» **PROBLEM DESCRIPTION**
Only the lines from the one containing "I'm trying to find the white wall" through the end of the data below should be copied, each exactly as written and with both ends kept.

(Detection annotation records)
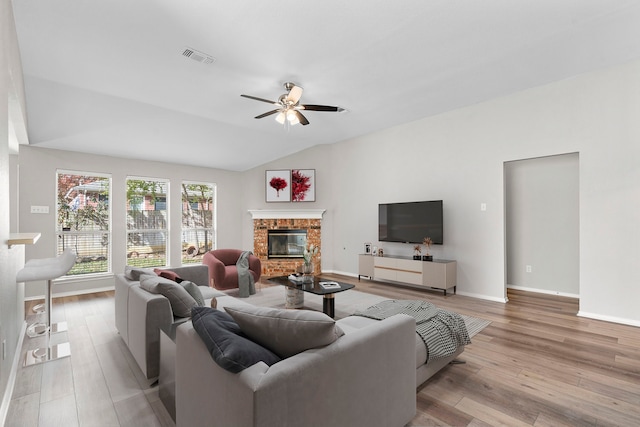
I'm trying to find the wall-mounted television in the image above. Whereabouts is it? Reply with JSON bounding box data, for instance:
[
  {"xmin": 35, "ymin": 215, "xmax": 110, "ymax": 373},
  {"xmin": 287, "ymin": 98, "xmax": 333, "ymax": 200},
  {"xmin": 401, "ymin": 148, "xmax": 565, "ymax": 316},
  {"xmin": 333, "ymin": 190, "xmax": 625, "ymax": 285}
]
[{"xmin": 378, "ymin": 200, "xmax": 444, "ymax": 245}]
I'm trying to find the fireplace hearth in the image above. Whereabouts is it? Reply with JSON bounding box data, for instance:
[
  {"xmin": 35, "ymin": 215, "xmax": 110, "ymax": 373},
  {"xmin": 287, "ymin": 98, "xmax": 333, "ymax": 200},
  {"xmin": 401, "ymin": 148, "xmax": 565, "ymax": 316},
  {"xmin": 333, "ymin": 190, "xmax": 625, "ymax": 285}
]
[{"xmin": 267, "ymin": 229, "xmax": 307, "ymax": 259}]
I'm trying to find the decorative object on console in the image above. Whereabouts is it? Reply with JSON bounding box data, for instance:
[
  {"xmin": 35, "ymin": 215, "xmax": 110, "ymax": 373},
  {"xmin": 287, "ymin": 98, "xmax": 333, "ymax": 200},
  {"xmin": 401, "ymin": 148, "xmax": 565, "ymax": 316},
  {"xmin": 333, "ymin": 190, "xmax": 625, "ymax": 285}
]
[
  {"xmin": 291, "ymin": 169, "xmax": 316, "ymax": 202},
  {"xmin": 265, "ymin": 170, "xmax": 291, "ymax": 202},
  {"xmin": 417, "ymin": 237, "xmax": 433, "ymax": 261},
  {"xmin": 413, "ymin": 245, "xmax": 422, "ymax": 260}
]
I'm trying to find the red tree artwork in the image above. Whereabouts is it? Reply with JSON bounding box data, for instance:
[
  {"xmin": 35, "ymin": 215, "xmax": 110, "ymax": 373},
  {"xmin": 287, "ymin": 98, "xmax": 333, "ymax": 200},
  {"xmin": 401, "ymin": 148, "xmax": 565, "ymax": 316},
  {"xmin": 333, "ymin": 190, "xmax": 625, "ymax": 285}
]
[
  {"xmin": 269, "ymin": 176, "xmax": 287, "ymax": 197},
  {"xmin": 291, "ymin": 169, "xmax": 311, "ymax": 202}
]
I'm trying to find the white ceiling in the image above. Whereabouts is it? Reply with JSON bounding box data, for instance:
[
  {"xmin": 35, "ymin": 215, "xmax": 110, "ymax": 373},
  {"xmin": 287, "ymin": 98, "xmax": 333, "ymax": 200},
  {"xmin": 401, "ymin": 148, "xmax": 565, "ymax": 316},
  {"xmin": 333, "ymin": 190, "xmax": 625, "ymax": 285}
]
[{"xmin": 13, "ymin": 0, "xmax": 640, "ymax": 171}]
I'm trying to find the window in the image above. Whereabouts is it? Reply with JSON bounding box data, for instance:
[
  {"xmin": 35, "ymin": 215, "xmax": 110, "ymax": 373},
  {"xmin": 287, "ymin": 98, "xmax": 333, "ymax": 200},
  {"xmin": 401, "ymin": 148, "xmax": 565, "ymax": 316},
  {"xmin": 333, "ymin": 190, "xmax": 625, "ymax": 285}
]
[
  {"xmin": 127, "ymin": 177, "xmax": 169, "ymax": 267},
  {"xmin": 56, "ymin": 171, "xmax": 111, "ymax": 276},
  {"xmin": 182, "ymin": 182, "xmax": 215, "ymax": 264}
]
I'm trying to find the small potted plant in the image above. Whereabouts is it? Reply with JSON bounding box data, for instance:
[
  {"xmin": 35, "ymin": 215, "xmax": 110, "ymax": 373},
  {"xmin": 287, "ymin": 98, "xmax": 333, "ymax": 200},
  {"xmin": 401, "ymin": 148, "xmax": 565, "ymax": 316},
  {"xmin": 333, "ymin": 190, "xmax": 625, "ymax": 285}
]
[
  {"xmin": 422, "ymin": 237, "xmax": 433, "ymax": 261},
  {"xmin": 413, "ymin": 245, "xmax": 422, "ymax": 260}
]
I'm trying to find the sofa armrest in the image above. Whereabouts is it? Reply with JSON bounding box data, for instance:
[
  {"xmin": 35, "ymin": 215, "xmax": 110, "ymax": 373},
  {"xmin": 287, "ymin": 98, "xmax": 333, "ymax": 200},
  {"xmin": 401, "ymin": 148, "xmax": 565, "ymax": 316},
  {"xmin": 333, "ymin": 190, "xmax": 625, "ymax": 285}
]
[
  {"xmin": 176, "ymin": 321, "xmax": 269, "ymax": 427},
  {"xmin": 176, "ymin": 315, "xmax": 416, "ymax": 427},
  {"xmin": 169, "ymin": 264, "xmax": 209, "ymax": 286},
  {"xmin": 127, "ymin": 286, "xmax": 174, "ymax": 379}
]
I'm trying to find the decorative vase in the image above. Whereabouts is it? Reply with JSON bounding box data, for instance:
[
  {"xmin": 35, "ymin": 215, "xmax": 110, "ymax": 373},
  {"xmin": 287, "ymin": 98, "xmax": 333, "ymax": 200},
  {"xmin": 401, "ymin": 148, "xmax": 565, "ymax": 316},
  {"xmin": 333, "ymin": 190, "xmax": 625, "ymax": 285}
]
[{"xmin": 302, "ymin": 262, "xmax": 313, "ymax": 283}]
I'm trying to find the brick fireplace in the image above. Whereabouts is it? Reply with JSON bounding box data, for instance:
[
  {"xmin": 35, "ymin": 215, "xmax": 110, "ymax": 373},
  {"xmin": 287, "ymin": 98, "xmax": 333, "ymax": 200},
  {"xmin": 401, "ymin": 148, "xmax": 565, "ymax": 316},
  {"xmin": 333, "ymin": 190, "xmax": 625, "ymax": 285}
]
[{"xmin": 249, "ymin": 209, "xmax": 324, "ymax": 277}]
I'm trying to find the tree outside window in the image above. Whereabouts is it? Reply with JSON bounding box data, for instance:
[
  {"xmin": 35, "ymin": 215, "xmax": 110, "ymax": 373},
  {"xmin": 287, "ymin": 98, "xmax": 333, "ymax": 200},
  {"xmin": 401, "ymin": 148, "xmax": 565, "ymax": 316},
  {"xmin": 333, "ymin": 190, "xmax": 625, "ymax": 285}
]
[
  {"xmin": 56, "ymin": 171, "xmax": 111, "ymax": 276},
  {"xmin": 126, "ymin": 178, "xmax": 169, "ymax": 267}
]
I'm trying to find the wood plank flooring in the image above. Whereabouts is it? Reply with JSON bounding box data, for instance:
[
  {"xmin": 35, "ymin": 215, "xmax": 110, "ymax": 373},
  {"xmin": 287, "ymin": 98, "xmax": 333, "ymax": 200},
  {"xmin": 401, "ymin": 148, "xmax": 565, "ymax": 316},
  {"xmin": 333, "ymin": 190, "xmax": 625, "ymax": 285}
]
[{"xmin": 6, "ymin": 275, "xmax": 640, "ymax": 427}]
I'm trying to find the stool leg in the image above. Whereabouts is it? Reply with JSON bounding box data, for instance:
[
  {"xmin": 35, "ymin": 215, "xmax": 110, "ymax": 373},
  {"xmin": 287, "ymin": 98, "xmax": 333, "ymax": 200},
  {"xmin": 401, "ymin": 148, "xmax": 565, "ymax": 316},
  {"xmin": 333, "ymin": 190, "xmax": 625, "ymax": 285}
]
[{"xmin": 24, "ymin": 279, "xmax": 71, "ymax": 366}]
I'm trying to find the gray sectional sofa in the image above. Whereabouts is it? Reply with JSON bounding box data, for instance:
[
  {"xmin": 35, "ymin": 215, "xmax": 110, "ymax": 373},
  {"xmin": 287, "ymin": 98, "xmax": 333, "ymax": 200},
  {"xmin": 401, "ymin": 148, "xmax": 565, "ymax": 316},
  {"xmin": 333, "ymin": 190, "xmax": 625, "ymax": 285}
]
[
  {"xmin": 115, "ymin": 265, "xmax": 232, "ymax": 383},
  {"xmin": 115, "ymin": 265, "xmax": 464, "ymax": 427}
]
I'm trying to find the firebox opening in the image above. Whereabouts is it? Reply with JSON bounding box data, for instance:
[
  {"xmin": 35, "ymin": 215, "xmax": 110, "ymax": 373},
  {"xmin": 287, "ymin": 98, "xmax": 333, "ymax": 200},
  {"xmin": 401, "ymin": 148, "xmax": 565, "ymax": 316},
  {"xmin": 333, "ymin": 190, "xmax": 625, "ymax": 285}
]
[{"xmin": 267, "ymin": 230, "xmax": 307, "ymax": 258}]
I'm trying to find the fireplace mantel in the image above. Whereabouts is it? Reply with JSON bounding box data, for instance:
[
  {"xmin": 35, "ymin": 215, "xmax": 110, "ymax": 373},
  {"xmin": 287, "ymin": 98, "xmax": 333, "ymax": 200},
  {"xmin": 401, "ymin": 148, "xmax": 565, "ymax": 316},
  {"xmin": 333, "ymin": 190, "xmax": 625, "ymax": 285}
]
[{"xmin": 249, "ymin": 209, "xmax": 326, "ymax": 219}]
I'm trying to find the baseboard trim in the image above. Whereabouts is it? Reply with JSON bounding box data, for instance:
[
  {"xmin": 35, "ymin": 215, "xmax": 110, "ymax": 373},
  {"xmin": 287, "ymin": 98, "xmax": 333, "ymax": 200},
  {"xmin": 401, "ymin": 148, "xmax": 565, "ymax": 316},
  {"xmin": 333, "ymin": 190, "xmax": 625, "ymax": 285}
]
[
  {"xmin": 0, "ymin": 322, "xmax": 27, "ymax": 425},
  {"xmin": 507, "ymin": 285, "xmax": 580, "ymax": 298},
  {"xmin": 24, "ymin": 286, "xmax": 115, "ymax": 301},
  {"xmin": 578, "ymin": 311, "xmax": 640, "ymax": 327}
]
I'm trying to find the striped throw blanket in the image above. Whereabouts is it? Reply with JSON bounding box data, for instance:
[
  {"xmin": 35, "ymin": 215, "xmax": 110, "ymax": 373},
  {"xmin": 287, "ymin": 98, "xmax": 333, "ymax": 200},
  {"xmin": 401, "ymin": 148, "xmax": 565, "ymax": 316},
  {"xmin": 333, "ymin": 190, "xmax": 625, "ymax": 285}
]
[{"xmin": 354, "ymin": 300, "xmax": 471, "ymax": 362}]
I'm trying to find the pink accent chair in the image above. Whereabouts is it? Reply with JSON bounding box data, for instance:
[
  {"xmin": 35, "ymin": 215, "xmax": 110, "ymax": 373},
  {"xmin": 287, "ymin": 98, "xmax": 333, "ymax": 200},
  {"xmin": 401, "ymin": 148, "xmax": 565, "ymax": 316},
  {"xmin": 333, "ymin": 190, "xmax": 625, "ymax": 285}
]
[{"xmin": 202, "ymin": 249, "xmax": 262, "ymax": 290}]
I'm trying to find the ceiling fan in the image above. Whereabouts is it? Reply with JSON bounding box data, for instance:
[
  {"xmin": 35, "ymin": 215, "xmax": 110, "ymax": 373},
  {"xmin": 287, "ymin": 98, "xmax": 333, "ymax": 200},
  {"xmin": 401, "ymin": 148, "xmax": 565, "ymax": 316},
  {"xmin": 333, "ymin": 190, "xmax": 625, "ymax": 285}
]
[{"xmin": 240, "ymin": 82, "xmax": 345, "ymax": 126}]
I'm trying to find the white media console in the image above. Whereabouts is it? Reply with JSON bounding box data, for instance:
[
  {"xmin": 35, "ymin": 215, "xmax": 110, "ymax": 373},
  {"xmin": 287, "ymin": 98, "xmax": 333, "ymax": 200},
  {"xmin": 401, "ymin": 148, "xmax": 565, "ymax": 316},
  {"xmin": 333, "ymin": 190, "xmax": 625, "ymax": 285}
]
[{"xmin": 358, "ymin": 254, "xmax": 457, "ymax": 296}]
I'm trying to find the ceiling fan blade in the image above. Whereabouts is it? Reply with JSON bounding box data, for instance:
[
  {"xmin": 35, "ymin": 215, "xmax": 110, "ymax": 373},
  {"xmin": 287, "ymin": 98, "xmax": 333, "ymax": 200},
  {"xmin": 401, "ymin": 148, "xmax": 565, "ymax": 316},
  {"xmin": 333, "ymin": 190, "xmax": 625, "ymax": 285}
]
[
  {"xmin": 255, "ymin": 108, "xmax": 280, "ymax": 119},
  {"xmin": 287, "ymin": 86, "xmax": 303, "ymax": 105},
  {"xmin": 293, "ymin": 110, "xmax": 309, "ymax": 126},
  {"xmin": 240, "ymin": 95, "xmax": 279, "ymax": 105},
  {"xmin": 300, "ymin": 104, "xmax": 344, "ymax": 113}
]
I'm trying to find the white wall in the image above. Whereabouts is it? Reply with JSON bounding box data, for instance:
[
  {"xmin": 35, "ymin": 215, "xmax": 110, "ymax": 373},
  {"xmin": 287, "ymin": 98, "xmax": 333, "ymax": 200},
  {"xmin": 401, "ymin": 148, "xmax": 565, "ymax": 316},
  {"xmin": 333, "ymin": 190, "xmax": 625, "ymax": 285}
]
[
  {"xmin": 244, "ymin": 61, "xmax": 640, "ymax": 325},
  {"xmin": 0, "ymin": 0, "xmax": 25, "ymax": 418},
  {"xmin": 15, "ymin": 61, "xmax": 640, "ymax": 325},
  {"xmin": 504, "ymin": 153, "xmax": 580, "ymax": 297},
  {"xmin": 19, "ymin": 146, "xmax": 245, "ymax": 297}
]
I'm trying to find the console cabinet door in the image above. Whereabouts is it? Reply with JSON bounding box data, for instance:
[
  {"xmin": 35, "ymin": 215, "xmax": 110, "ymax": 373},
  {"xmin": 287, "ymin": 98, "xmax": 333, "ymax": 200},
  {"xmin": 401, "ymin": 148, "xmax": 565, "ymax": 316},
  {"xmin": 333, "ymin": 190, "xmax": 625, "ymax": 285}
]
[
  {"xmin": 396, "ymin": 259, "xmax": 422, "ymax": 285},
  {"xmin": 358, "ymin": 255, "xmax": 373, "ymax": 278},
  {"xmin": 374, "ymin": 257, "xmax": 397, "ymax": 281}
]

» **EXERCISE OUTPUT**
I'm trying to find the white wall in the image above. Whereabouts is it? Reply with JSON bounding box data, for instance:
[
  {"xmin": 35, "ymin": 215, "xmax": 110, "ymax": 373},
  {"xmin": 287, "ymin": 98, "xmax": 333, "ymax": 200},
  {"xmin": 401, "ymin": 148, "xmax": 565, "ymax": 316},
  {"xmin": 333, "ymin": 190, "xmax": 625, "ymax": 285}
]
[
  {"xmin": 244, "ymin": 61, "xmax": 640, "ymax": 325},
  {"xmin": 0, "ymin": 0, "xmax": 25, "ymax": 418},
  {"xmin": 15, "ymin": 61, "xmax": 640, "ymax": 325},
  {"xmin": 504, "ymin": 153, "xmax": 580, "ymax": 297},
  {"xmin": 19, "ymin": 146, "xmax": 245, "ymax": 297}
]
I'm trying to find the console cabinet door in the image above. Whereabouts is it? Reply with JSON bounding box data, for instance:
[
  {"xmin": 35, "ymin": 215, "xmax": 110, "ymax": 373},
  {"xmin": 287, "ymin": 98, "xmax": 333, "ymax": 200},
  {"xmin": 401, "ymin": 148, "xmax": 565, "ymax": 316},
  {"xmin": 333, "ymin": 190, "xmax": 625, "ymax": 285}
]
[
  {"xmin": 396, "ymin": 259, "xmax": 422, "ymax": 285},
  {"xmin": 358, "ymin": 255, "xmax": 373, "ymax": 278},
  {"xmin": 374, "ymin": 257, "xmax": 397, "ymax": 281}
]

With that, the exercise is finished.